WRITTEN INSTRUCTION: Could you convert the listing lines starting at the one containing "Target = dirt ground" and ending at the one containing "x=331 y=273" into a numbered list, leaving out any blank lines?

Coordinate labeling data:
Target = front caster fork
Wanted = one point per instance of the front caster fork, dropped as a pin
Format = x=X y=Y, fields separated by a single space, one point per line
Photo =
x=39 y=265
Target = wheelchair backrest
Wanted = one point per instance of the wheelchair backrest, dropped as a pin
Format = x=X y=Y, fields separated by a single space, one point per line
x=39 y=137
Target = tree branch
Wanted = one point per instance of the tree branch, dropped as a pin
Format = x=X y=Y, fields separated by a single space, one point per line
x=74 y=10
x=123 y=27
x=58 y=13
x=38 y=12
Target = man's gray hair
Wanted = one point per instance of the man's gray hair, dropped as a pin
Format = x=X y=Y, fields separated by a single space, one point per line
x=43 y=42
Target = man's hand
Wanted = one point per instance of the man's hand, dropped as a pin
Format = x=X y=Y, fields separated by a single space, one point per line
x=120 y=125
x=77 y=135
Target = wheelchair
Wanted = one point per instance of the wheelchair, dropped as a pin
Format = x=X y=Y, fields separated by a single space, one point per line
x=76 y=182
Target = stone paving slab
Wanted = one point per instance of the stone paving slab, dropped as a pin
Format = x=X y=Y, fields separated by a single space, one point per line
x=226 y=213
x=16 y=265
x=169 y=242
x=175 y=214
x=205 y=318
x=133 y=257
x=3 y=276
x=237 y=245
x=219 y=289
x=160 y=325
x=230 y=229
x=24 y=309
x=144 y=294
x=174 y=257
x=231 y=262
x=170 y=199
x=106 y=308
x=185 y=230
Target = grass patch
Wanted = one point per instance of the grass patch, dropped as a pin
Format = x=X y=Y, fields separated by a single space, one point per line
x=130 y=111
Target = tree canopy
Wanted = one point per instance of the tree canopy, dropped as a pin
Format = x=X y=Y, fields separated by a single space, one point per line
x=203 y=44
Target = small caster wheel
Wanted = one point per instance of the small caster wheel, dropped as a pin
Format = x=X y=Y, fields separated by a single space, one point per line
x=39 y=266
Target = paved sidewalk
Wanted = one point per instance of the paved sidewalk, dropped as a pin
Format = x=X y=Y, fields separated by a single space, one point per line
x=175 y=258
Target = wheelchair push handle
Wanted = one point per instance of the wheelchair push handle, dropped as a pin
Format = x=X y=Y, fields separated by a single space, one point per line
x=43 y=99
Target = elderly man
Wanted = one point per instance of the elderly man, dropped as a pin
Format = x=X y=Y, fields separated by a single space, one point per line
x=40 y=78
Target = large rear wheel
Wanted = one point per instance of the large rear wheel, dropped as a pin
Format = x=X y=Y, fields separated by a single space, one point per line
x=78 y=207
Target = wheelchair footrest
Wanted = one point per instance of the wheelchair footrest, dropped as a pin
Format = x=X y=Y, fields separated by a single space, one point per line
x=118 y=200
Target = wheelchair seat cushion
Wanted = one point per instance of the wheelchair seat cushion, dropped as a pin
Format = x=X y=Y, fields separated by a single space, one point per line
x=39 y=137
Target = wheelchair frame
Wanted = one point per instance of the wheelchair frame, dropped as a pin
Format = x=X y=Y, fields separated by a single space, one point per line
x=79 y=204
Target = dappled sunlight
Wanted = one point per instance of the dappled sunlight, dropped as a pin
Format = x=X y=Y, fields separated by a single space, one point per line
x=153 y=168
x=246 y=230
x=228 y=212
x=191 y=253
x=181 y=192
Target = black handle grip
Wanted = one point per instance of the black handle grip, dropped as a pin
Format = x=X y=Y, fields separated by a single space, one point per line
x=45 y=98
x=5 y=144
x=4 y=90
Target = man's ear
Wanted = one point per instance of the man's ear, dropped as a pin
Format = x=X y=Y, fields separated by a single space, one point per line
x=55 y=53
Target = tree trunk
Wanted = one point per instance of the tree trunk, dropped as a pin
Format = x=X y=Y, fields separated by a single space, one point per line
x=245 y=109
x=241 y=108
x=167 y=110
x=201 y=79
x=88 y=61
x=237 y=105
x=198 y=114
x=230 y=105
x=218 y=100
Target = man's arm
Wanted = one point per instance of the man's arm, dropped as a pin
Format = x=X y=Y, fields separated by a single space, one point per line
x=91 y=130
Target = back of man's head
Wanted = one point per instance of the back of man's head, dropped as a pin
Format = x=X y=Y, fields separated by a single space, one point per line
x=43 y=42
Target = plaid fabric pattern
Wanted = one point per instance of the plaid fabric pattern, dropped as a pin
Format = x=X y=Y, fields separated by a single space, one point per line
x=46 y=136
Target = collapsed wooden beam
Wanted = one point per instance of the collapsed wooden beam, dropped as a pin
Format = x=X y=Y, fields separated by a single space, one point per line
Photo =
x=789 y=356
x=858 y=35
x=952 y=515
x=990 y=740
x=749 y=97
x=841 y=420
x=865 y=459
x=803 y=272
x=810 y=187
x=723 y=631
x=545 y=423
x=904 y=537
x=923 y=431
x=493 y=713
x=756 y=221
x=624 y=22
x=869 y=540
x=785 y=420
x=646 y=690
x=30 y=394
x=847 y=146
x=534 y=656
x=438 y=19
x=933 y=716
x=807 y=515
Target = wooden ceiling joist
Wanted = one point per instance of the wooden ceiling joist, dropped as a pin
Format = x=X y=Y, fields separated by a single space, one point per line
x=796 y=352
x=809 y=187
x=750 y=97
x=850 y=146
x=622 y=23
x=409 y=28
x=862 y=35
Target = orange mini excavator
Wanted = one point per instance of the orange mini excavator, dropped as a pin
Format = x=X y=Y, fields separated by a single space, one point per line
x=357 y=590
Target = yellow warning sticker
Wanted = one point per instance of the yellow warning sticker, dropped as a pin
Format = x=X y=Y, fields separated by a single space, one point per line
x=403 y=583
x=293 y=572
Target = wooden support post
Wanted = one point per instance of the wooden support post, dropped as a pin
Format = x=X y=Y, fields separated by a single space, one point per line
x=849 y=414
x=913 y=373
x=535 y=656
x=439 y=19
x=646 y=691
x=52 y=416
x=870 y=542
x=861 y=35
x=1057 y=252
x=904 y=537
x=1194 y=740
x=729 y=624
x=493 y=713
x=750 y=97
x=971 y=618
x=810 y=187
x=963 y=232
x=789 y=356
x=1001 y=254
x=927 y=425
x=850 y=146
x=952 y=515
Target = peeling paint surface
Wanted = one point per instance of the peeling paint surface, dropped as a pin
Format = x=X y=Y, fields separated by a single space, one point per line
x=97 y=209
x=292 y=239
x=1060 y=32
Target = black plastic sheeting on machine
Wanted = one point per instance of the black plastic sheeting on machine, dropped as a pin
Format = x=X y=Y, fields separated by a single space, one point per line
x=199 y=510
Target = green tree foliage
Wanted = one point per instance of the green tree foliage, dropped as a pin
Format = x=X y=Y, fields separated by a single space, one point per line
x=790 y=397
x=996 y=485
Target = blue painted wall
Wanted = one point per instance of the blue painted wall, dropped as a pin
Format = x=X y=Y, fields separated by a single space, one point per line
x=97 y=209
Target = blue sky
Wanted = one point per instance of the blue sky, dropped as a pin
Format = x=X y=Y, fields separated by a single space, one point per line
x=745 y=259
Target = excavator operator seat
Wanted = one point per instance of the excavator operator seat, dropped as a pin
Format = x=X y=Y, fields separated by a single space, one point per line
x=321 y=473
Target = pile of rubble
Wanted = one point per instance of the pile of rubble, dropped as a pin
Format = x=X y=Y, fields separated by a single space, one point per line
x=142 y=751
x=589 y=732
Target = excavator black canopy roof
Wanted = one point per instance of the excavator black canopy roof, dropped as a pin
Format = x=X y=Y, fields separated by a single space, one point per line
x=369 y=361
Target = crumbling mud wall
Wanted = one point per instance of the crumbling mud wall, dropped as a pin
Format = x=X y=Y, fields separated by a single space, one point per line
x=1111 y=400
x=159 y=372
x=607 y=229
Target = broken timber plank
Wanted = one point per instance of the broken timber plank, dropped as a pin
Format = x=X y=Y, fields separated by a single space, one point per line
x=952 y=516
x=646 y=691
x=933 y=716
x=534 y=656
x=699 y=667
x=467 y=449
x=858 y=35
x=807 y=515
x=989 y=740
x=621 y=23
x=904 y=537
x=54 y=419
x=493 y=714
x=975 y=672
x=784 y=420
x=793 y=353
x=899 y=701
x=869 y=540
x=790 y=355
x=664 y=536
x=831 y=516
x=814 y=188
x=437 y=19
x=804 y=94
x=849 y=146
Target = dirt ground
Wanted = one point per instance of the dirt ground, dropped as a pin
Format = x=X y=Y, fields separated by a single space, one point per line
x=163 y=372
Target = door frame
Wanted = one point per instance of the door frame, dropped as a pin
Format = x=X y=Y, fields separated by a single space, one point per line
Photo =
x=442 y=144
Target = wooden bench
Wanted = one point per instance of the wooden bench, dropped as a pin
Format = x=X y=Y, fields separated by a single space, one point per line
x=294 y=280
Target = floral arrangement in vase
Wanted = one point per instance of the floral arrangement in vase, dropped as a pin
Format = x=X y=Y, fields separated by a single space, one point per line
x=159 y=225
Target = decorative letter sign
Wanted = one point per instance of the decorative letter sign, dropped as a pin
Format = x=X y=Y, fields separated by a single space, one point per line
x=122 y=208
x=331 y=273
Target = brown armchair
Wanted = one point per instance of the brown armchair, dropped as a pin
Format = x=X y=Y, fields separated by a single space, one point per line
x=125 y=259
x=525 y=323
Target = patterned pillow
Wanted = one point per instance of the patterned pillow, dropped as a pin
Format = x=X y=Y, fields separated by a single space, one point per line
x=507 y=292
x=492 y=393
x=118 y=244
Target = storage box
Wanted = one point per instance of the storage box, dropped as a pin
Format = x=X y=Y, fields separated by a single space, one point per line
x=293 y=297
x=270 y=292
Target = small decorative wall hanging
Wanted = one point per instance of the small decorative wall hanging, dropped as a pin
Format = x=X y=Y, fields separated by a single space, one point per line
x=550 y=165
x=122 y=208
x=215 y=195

THE RESULT:
1. Target = dirt ground
2. Wanted = one point per instance of the dirt ground, dropped as a pin
3. Format = x=X y=Y, fields separated by a single space, one point per line
4. x=163 y=372
5. Target = door frame
6. Wanted = one point per instance of the door frame, dropped as a pin
7. Format = x=X y=Y, fields separated by a single space, one point per line
8. Photo =
9. x=442 y=144
10. Target = wooden bench
11. Wanted = one point per instance of the wooden bench, dropped as a pin
12. Format = x=X y=Y, fields separated by a single space, one point per line
13. x=294 y=280
14. Target = floral arrangement in vase
15. Wanted = one point per instance of the floral arrangement in vase, dropped as a pin
16. Format = x=X y=Y, fields separated by a single space, one point per line
17. x=159 y=225
18. Target = decorative letter sign
19. Wanted = one point per instance of the decorative letter sign, dropped as a pin
20. Format = x=X y=Y, fields separated by a single space, one point per line
21. x=122 y=208
22. x=331 y=273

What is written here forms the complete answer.